REQUIRED TASK ::
Gather every line below that contains the string "forest", and copy each of those lines in full.

SUPPLIED ENTRIES ::
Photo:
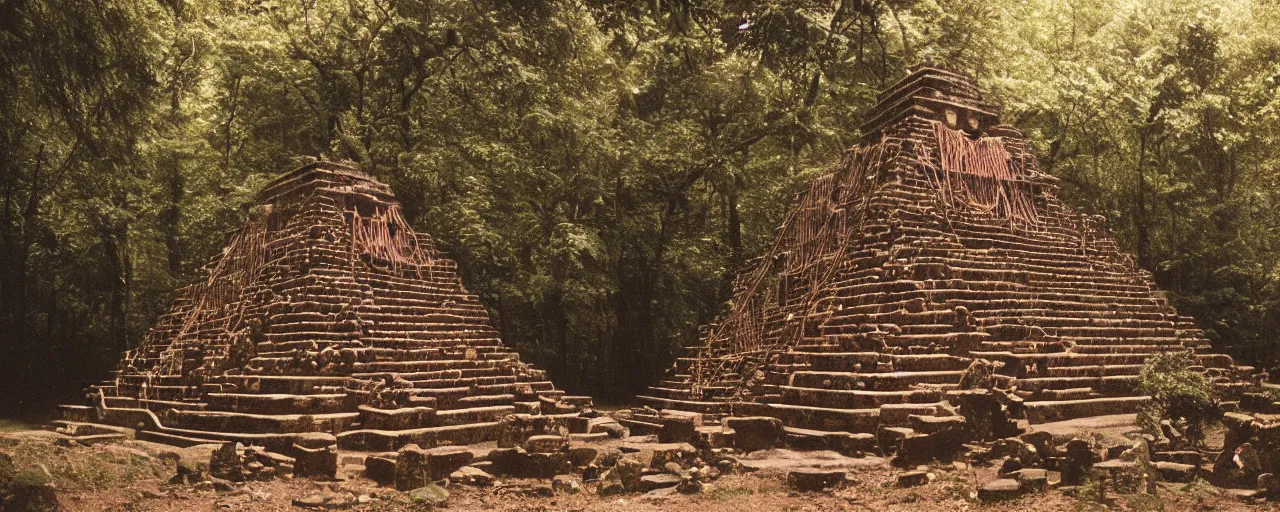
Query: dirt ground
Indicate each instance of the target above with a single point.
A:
(128, 478)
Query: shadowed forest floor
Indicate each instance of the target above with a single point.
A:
(128, 478)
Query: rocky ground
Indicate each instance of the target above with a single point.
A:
(138, 476)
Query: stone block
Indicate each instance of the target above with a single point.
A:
(807, 480)
(999, 490)
(380, 467)
(412, 467)
(755, 433)
(315, 462)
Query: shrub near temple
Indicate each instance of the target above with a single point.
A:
(1178, 394)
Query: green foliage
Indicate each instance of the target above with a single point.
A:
(1178, 393)
(600, 169)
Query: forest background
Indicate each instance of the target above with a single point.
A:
(599, 169)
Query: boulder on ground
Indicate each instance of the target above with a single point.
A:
(658, 481)
(677, 429)
(1000, 489)
(1031, 480)
(315, 462)
(545, 443)
(912, 479)
(430, 494)
(446, 460)
(1077, 462)
(753, 433)
(813, 479)
(471, 475)
(380, 467)
(1174, 471)
(680, 453)
(566, 484)
(412, 467)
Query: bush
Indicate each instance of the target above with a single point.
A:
(1178, 394)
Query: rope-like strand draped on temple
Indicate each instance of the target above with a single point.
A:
(982, 177)
(812, 242)
(385, 236)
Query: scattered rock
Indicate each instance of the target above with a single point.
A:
(679, 428)
(1077, 462)
(315, 462)
(658, 481)
(545, 443)
(912, 479)
(753, 433)
(1000, 489)
(432, 494)
(629, 471)
(412, 467)
(611, 484)
(471, 475)
(380, 467)
(1009, 466)
(314, 501)
(583, 456)
(1031, 480)
(681, 453)
(1269, 484)
(566, 484)
(444, 461)
(1174, 471)
(813, 479)
(689, 485)
(1247, 460)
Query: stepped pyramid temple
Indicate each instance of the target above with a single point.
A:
(935, 256)
(327, 314)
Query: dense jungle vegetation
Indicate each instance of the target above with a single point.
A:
(598, 168)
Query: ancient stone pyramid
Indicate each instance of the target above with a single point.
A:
(936, 242)
(325, 314)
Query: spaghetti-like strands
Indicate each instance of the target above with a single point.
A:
(976, 176)
(805, 254)
(387, 237)
(982, 177)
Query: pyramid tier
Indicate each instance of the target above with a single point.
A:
(888, 280)
(325, 314)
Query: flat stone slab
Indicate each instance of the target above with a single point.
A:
(808, 480)
(1000, 489)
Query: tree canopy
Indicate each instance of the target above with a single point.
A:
(599, 169)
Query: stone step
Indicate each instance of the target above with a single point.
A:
(260, 424)
(888, 382)
(840, 398)
(1042, 412)
(853, 420)
(282, 403)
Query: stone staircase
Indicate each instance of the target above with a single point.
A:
(325, 314)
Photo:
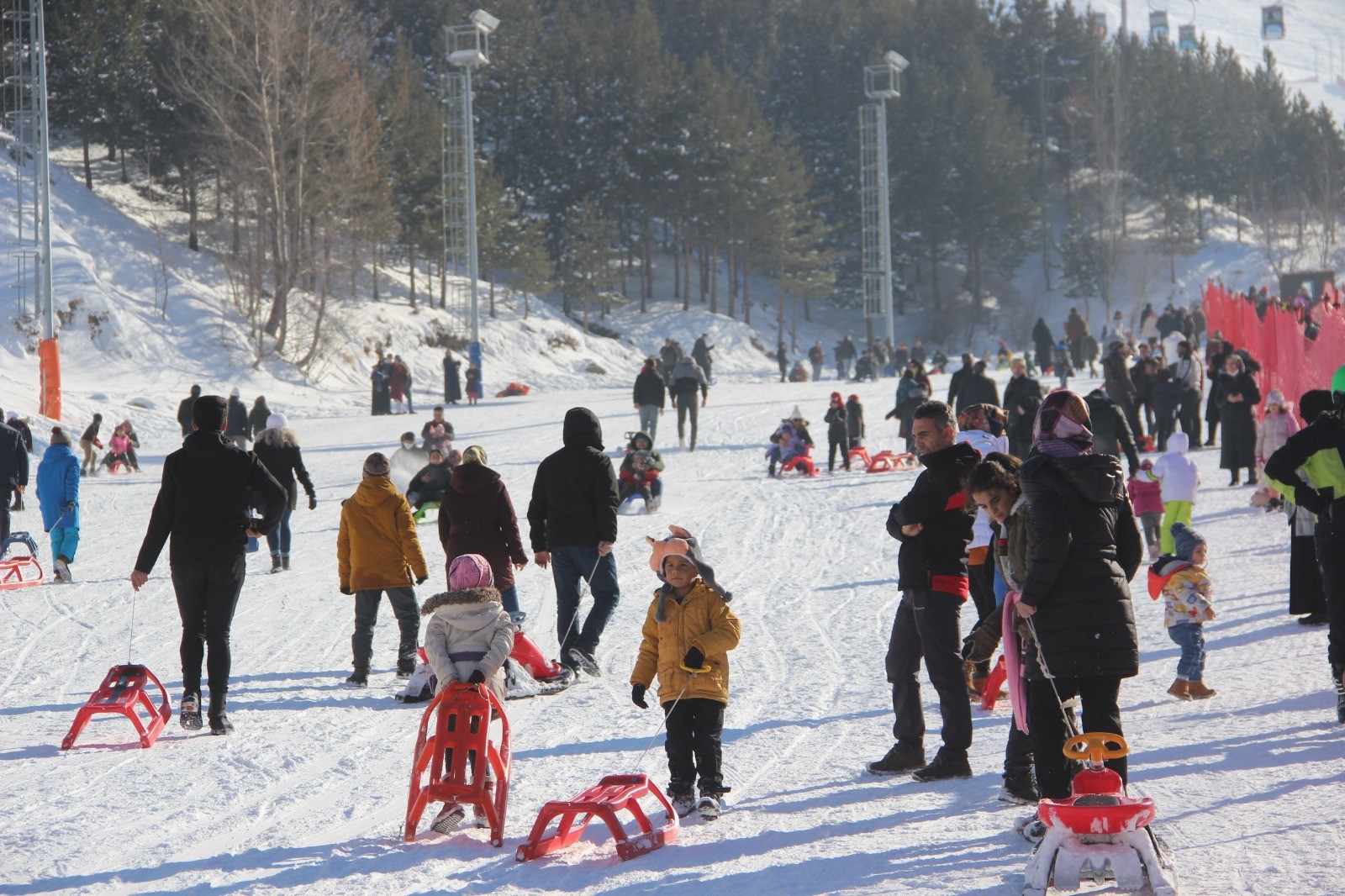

EXERCISE RESULT ::
Query: shadowed forest floor
Query: forest background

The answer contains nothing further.